_Exercise aim_
Answer these questions using the news article about Kevin Brown below:
(a) On what street, and on what date, was Kevin Brown killed?
(b) How many passports did the head of the St Andrew South police say were found in Brown's possession?
(c) How old was Kevin Brown when he died?

_Text shown_
● ● ●

Published:Thursday | January 9, 2020 | 12:42 AMPaul Clarke/Gleaner Writer
Kevin Brown
Kevin Brown

Brother of murdered People’s National Party activist Kevin Brown said that while his younger sibling was quite popular in political circles, his super-secretive lifestyle may have come back to harm him.

“I knew him as a very kind, quiet individual, too secretive, though, and that is probably the reason why he never came and talked to us about things he was undertaking,” Mark Brown told The Gleaner yesterday.

“The things he did, whether at work or with the party, were kept to himself. He was always like that, and this is the result,” said Mark Brown.

The younger Brown, a member of the PNP affiliate youth arm, the Patriots, and justice of the peace, was killed along Chesterfield Drive in St Andrew on December 11, 2019. He was 44.

The St Andrew South police believe that Brown, at the time of death, was involved in a passport and visa racket.

50 Passports found

In a newscast carried yesterday by RJR News, Superintendent Wayne Cameron, head of the St Andrew South police, said that 50 passports were found in Brown’s possession.

According to Cameron, statements have already been collected from two persons whose passports were found among the 50.

The divisional police chief, however, said that the circumstances that led to Brown’s death remain unclear.

“Hearing the kind of news that points to some untoward activity that my brother perpetrated is distasteful, and there has to be a sense of deep disappointment, but I am no judge or jury of anybody’s misconduct.

“If it is true, then all I can say is that he did what he thought he should, which was illegal, and therefore, sometimes things catch up on us. I think it was probably one of the reasons that led to his life being taken,” said Brown.

The elder brother told The Gleaner that he had been unaware of allegations of racketeering by his brother before his death.

“I will never justify his actions, even now he was killed, nor would I condone it in any way, but people are people, and he was my brother. All the family can do is to love him and honour his memory,” said Brown.

● ● ●

_Data extract_

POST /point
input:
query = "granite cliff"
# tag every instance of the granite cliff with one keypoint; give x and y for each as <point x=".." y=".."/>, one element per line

● ● ●

_Answer for the task_
(a) Chesterfield Drive in St Andrew, on December 11, 2019
(b) 50
(c) 44